• **Stated goal**
Find every line in the entries below that contains the word "instance", and copy each of those lines in full.

• **Working data**
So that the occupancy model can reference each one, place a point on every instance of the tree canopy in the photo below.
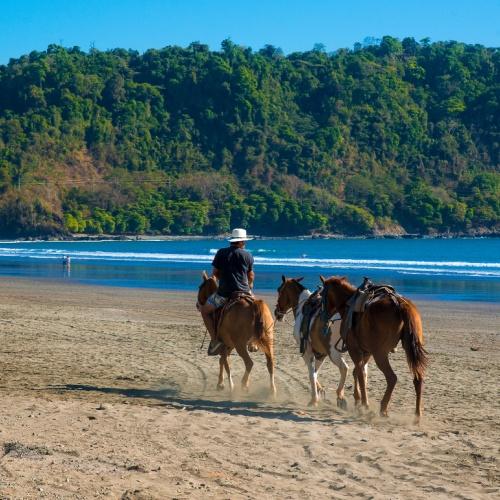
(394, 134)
...
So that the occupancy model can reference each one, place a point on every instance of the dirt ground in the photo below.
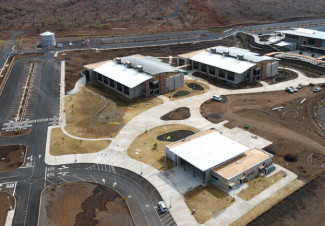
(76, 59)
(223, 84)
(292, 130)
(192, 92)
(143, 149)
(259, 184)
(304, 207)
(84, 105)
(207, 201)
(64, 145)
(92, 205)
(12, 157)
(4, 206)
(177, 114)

• **Answer to this task**
So that the occupancy model can reference each one, place a point on every instance of the tree canopy in the photo below.
So that the occupancy model can reference each one, place a point on every instance of the dirt ground in the photo below.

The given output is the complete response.